# [Цитируемый отрывок]
# # #
Из письма к N:
«…Не люблю эту картину, уже в материале не любила, а когда ее изрезали, разлюбила совсем. Видите ли, судьба фильма — вопрос упрямства. Вот у Тарковского лежит на полке «Андрей Рублев», а у Таланкина — «Дневные звезды». Тарковскому говорят: вырежьте эту сцену, и картина поедет в Канн. Он не режет. То же говорят Таланкину. Он режет и пьет. Так продолжается несколько лет. И «Андрей Рублев» потом едет в Канн, а Таланкин выпускает изуродованное кино…»
Не знаю, не знаю… Живу и не знаю,
Когда же успею, когда запою
В средине лазурную, черную с краю
Заветную, лучшую песню мою…
О чем она будет? Не знаю, не знаю…
А знает об этом приморский прибой,
Да чаек бездомных заветная стая,
Да сердце, которое только с тобой…
Я не знала, что это стихотворение Ольги Федоровны Берггольц. Кто его принес к нам домой, почему оно сразу запомнилось и стало нашей домашней игрой, трудно объяснить. Но если кто-нибудь у нас дома произносил «не знаю», другой подхватывал эти слова, и, перебрасываясь строчками, как мячом, мы почти всегда доводили это стихотворение до конца. Эти строчки были нашими, и мы, не боясь остроты поэзии, декламировали и распевали их на разные голоса и мотивы.
Когда на «Таганке» стали репетировать «Павших и живых», мне казалось, что Ольга Берггольц — это моя роль, мне тогда нравились ее стихи, мне хотелось их читать. Но в ранней «Таганке» все роли отдавали Славиной, новеллу про Берггольц получила она, а мы с Высоцким были заняты в новелле про Гершензона. Но при приеме спектакля нашу новеллу выбросили, и мы остались на маленьких эпизодах. Тем не менее, видимо, мое желание, моя энергия притянули мне роль Берггольц в кино. И я ее сыграла. Но и Высоцкий, кстати, после ухода из театра Губенко получил его роли в «Павших и живых». Играл за него и Гитлера, и Чаплина, превосходно читал стихи Гудзенко.
# # #
# [Собранные данные]
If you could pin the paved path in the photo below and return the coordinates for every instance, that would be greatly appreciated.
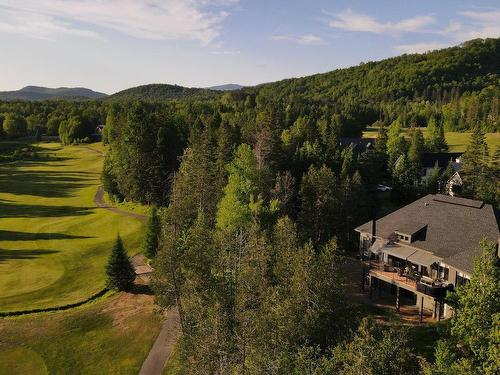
# # #
# [Задание 1]
Выпишите в именительном падеже все фамилии людей из абзаца отрывка, который начинается словами «Когда на «Таганке» стали репетировать». Каждую фамилию укажите один раз, в порядке первого упоминания.
# [Задание 2]
Пожалуйста, приведите заново часть отрывка, начиная с «Не знаю, не знаю… Живу» и дальше до «голоса и мотивы.», заменив «прибой» на «ветер».

# [Полный ответ 1]
Берггольц, Славина, Высоцкий, Гершензон, Губенко, Гитлер, Чаплин, Гудзенко

# [Полный ответ 2]
Не знаю, не знаю… Живу и не знаю,
Когда же успею, когда запою
В средине лазурную, черную с краю
Заветную, лучшую песню мою…
О чем она будет? Не знаю, не знаю…
А знает об этом приморский ветер,
Да чаек бездомных заветная стая,
Да сердце, которое только с тобой…
Я не знала, что это стихотворение Ольги Федоровны Берггольц. Кто его принес к нам домой, почему оно сразу запомнилось и стало нашей домашней игрой, трудно объяснить. Но если кто-нибудь у нас дома произносил «не знаю», другой подхватывал эти слова, и, перебрасываясь строчками, как мячом, мы почти всегда доводили это стихотворение до конца. Эти строчки были нашими, и мы, не боясь остроты поэзии, декламировали и распевали их на разные голоса и мотивы.